- _DOCUMENTO_:
:::::
Da segunda vertente de sua poesia, a do seu pendor popular, surge a marca da musicalidade em sons que constroem canções e serenatas. Cultivando um lirismo de tradição medieval, a escritora exercita a oralidade em linguagem límpida. E dessa pesquisa, advém o seu Romanceiro da Inconfidência, de 1953, quando sua poesia ganha ainda nova dimensão, mediante a construção do retrato nacional do país em momento de crise e de luta, mediante defesa de reivindicações de caráter político que alimentaram a Inconfidência Mineira.

Nesse trabalho ganha vigor a autora poeta e também pesquisadora dos Autos da Devassa, estudiosa do folclore brasileiro, enquanto professora da hoje Universidade Federal do Rio de Janeiro (na época Universidade do Distrito Federal), onde lecionou Literatura Luso-Brasileira e Técnica e Crítica Literária.

O poema histórico monta-se em quadros sucessivos mediante colagem de cenas e retratos de personagens envolvidos no movimento pela nossa independência e autonomia, em obra de maturidade poética, em que o lirismo social pisa firme o chão da história. E assume o tom de denúncia, a partir do compromisso de luta. Acusa, entre tantos erros, o defeito da corrupção pelo ouro. E o da injustiça.

O conjunto da obra poética de Cecília Meireles caracteriza-se, pois, por uma dimensão individual – a mulher buscando sua imagem – e também por uma experiência de dimensão coletiva – no campo político das reivindicações de caráter libertador.

Seguindo a trilha dessa primeira vertente da poesia de Cecília Meireles, muitas outras escritoras vão procurar, no espaço da representação artística da literatura, a sua identidade de mulher. Entre elas, Adélia Prado, que se reconhece “desdobrável” e que, na sua “bagagem” drummondiana, incorpora um cotidiano em “dor sem amargura” - expressão que, a meu ver, já bem traduz o clima poético de sua obra.[75] Instala-se à vontade neste ponto de encruzilhada de múltiplos papéis, que exigem versatilidade e até acrobacia. Assume atribuições que vai simplesmente incorporando, sem rigorosas triagens eletivas nem exigências constrangedoras. Adere a si, de bom grado e de bom humor.
:::::
Reescreva a passagem do documento, tudo desde "Nesse trabalho ganha" até "o da injustiça.", trocando "corrupção" por "ganância".

- _LINHAS DE DADOS_:
:::::
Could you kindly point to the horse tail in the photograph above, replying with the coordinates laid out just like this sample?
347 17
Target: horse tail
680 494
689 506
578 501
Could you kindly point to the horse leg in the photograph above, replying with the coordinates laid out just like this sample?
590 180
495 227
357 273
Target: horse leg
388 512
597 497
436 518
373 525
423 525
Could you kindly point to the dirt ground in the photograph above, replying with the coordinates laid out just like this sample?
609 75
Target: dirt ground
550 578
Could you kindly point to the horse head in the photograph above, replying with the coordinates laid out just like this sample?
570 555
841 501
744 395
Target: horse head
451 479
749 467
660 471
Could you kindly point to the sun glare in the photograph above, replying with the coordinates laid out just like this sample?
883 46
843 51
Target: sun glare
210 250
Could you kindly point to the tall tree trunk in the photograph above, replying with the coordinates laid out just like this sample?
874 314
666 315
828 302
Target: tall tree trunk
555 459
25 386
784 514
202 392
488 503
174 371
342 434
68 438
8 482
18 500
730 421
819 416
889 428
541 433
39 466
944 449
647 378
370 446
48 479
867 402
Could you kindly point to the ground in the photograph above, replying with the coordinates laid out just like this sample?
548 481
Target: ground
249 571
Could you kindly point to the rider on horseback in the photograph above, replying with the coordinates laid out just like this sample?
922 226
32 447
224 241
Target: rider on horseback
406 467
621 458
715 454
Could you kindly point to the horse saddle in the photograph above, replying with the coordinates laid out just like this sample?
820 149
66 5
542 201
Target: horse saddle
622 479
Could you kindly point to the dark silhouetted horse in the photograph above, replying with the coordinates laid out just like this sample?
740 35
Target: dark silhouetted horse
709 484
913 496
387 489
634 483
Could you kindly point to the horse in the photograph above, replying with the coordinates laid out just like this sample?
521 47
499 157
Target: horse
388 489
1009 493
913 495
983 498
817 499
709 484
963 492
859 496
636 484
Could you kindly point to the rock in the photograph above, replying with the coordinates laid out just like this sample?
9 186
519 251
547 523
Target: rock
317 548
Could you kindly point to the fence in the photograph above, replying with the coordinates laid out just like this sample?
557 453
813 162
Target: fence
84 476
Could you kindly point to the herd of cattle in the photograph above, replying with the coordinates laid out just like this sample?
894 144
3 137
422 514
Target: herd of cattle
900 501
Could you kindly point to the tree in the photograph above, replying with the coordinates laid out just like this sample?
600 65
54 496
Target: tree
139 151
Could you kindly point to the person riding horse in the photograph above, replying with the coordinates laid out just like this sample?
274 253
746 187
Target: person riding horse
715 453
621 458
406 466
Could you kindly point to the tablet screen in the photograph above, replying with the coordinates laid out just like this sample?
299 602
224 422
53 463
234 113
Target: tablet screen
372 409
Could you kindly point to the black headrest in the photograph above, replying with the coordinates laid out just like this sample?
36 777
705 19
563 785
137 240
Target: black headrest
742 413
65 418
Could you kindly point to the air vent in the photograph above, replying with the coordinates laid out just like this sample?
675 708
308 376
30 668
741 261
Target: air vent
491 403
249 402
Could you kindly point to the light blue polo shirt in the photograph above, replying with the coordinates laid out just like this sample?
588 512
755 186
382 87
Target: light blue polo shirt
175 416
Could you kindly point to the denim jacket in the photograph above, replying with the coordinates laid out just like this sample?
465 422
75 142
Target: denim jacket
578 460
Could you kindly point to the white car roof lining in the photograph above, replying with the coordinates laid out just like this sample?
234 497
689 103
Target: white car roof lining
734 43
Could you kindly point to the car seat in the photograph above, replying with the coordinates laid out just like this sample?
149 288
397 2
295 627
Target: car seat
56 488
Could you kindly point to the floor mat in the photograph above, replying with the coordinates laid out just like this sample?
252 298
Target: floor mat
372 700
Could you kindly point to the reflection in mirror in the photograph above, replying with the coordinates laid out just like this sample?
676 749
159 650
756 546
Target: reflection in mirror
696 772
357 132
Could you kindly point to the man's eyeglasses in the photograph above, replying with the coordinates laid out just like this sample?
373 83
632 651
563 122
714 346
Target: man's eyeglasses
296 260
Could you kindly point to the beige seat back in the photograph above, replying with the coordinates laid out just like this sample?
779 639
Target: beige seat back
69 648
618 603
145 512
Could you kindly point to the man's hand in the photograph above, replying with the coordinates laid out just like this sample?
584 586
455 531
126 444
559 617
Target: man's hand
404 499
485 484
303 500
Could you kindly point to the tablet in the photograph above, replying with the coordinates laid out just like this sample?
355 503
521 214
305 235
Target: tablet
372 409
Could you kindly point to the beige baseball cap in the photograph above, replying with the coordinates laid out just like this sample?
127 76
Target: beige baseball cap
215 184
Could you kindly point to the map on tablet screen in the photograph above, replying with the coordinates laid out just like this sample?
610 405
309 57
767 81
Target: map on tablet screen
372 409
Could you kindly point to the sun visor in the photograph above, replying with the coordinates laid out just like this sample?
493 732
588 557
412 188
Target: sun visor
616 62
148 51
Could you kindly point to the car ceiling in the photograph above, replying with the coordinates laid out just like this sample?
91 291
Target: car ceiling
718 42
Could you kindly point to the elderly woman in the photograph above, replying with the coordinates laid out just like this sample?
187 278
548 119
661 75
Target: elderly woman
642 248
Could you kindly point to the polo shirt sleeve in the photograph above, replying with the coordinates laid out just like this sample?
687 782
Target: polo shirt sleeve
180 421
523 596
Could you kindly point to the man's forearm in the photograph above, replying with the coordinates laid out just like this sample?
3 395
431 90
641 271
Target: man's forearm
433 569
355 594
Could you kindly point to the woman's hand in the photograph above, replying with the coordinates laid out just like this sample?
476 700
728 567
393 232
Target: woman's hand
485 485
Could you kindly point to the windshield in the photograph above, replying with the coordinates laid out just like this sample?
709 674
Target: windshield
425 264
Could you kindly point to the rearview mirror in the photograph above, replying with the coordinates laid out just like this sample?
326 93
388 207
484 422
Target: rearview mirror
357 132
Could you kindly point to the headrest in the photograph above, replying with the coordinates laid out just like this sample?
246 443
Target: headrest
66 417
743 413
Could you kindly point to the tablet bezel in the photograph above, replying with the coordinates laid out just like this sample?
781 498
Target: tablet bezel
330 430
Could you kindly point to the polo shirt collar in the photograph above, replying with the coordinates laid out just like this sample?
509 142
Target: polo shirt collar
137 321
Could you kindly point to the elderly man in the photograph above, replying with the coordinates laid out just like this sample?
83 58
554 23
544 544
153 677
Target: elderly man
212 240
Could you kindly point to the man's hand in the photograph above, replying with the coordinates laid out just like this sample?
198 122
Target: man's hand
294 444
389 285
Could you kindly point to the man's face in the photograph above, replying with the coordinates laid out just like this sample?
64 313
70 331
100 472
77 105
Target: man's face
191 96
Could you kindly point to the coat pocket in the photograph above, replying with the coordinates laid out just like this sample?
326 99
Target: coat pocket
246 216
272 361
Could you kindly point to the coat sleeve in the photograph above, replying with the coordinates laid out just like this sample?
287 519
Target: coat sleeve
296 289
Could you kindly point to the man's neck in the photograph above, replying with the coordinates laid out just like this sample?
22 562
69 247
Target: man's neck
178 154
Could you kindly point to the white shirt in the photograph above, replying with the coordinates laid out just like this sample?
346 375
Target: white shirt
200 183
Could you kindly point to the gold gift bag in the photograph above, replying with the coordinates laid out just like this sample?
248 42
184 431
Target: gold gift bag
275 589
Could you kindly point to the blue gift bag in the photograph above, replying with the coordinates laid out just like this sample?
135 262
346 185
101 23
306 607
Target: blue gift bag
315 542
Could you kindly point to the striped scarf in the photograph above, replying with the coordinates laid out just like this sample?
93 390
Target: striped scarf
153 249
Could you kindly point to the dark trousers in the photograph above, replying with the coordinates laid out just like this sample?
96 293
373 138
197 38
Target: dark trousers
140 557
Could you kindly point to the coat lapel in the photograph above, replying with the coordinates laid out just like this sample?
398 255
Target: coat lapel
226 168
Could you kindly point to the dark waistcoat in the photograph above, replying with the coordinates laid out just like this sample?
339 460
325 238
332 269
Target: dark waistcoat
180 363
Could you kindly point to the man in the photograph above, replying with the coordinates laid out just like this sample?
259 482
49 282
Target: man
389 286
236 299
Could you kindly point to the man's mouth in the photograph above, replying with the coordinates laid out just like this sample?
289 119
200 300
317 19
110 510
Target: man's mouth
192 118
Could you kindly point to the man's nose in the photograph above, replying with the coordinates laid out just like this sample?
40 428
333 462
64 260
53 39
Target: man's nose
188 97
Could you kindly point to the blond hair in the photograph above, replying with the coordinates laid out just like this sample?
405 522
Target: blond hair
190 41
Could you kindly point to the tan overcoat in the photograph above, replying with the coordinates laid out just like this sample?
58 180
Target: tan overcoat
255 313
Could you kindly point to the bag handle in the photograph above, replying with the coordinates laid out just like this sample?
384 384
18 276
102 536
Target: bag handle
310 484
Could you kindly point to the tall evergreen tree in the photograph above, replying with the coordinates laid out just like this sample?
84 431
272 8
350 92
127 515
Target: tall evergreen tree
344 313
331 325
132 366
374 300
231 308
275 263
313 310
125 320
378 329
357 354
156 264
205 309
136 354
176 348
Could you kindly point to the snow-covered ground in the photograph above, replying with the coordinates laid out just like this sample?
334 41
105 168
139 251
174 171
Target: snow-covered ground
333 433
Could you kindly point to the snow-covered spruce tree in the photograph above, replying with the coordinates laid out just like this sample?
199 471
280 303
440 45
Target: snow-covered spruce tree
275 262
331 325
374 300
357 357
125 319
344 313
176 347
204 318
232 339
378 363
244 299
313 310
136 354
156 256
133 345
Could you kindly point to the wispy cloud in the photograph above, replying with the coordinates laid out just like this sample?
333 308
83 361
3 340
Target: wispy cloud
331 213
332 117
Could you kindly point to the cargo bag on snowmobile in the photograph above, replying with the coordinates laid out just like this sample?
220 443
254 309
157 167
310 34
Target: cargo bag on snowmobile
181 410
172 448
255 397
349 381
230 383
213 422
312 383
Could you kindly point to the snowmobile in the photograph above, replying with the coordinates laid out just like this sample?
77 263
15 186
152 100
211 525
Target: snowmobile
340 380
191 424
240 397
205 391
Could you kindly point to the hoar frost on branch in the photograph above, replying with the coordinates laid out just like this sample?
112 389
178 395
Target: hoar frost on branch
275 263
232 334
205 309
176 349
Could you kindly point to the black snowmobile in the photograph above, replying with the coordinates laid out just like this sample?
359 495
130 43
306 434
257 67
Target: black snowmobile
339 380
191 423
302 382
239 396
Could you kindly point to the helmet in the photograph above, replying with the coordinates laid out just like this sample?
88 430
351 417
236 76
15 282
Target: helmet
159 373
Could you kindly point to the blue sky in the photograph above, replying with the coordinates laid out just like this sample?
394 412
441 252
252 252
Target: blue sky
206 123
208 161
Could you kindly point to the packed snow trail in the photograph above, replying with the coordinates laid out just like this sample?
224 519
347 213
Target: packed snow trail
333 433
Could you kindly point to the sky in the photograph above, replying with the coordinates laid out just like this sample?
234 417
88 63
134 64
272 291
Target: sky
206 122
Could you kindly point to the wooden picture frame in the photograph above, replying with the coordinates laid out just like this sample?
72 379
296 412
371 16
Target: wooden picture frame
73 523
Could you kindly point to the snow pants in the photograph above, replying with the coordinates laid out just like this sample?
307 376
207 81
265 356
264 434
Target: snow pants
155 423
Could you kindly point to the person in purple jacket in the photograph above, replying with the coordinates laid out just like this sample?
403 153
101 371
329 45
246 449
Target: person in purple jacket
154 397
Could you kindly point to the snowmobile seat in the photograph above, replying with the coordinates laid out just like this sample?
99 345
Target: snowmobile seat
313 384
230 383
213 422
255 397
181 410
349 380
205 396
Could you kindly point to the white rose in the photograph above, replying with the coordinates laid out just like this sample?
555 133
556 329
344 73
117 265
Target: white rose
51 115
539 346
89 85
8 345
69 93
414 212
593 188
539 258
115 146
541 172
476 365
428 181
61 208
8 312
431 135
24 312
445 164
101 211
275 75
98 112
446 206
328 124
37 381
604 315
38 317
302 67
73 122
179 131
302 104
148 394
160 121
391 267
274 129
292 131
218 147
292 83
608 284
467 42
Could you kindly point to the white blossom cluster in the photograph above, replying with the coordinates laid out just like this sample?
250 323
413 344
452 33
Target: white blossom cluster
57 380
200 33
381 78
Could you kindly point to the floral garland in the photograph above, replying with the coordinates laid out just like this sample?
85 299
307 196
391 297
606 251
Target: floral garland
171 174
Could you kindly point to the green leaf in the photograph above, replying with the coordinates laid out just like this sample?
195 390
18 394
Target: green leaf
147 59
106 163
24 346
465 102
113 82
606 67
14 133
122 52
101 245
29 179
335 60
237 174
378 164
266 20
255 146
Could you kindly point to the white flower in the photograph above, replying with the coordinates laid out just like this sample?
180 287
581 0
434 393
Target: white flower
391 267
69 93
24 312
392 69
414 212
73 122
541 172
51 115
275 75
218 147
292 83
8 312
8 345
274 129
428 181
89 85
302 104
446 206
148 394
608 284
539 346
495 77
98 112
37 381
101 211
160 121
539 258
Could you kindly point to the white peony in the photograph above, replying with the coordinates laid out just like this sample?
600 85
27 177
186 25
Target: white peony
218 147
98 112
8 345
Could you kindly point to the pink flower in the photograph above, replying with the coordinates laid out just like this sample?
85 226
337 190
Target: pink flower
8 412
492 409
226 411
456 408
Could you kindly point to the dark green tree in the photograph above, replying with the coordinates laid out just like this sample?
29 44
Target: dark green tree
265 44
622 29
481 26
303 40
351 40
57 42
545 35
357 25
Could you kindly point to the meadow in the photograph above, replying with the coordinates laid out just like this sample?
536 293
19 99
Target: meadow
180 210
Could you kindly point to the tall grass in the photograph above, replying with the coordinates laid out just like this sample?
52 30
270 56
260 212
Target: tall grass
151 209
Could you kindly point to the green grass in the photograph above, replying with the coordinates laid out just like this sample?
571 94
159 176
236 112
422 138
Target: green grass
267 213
:::::
- _SOLUÇÃO ESCRITA_:
Nesse trabalho ganha vigor a autora poeta e também pesquisadora dos Autos da Devassa, estudiosa do folclore brasileiro, enquanto professora da hoje Universidade Federal do Rio de Janeiro (na época Universidade do Distrito Federal), onde lecionou Literatura Luso-Brasileira e Técnica e Crítica Literária.

O poema histórico monta-se em quadros sucessivos mediante colagem de cenas e retratos de personagens envolvidos no movimento pela nossa independência e autonomia, em obra de maturidade poética, em que o lirismo social pisa firme o chão da história. E assume o tom de denúncia, a partir do compromisso de luta. Acusa, entre tantos erros, o defeito da ganância pelo ouro. E o da injustiça.